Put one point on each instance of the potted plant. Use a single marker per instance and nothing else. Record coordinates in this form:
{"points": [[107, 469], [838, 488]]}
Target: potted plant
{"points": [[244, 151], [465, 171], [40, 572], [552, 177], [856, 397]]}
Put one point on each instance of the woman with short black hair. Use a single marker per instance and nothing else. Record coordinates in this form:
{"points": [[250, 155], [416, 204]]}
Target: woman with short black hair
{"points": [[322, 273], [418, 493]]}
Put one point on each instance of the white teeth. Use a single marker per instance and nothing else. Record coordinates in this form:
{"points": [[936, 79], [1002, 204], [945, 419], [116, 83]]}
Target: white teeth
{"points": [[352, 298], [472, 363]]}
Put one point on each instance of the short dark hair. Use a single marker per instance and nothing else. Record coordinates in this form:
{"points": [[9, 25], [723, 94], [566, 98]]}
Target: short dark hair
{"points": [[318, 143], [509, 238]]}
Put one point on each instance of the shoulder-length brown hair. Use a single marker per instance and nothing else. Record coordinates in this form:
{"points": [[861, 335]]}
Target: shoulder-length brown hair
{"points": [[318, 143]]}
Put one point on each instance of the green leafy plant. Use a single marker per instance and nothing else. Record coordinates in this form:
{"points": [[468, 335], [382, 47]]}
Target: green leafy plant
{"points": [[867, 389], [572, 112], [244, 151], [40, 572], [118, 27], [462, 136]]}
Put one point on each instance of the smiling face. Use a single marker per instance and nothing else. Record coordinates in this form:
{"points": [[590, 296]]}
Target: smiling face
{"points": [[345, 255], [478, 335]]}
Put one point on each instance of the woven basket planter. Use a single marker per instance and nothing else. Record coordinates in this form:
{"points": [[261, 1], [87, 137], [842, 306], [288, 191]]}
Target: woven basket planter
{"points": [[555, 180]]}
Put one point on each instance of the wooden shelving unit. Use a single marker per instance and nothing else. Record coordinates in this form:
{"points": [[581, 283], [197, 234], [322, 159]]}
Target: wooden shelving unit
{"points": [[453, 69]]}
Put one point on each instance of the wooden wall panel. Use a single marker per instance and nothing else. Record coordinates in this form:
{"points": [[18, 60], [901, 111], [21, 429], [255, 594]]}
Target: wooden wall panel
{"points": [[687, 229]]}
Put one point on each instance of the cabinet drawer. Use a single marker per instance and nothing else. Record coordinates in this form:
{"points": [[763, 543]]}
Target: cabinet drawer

§ WHAT THE TASK REQUIRES
Copy the lines word for word, starting at the line that contains "Put one point on each instance of the cabinet" and ending with the last line of the items.

§ TASK ANSWER
Put one point on each instance of the cabinet drawer. Use a single marker per instance and nothing else. Record coordinates in this form:
{"points": [[763, 543]]}
Target: cabinet drawer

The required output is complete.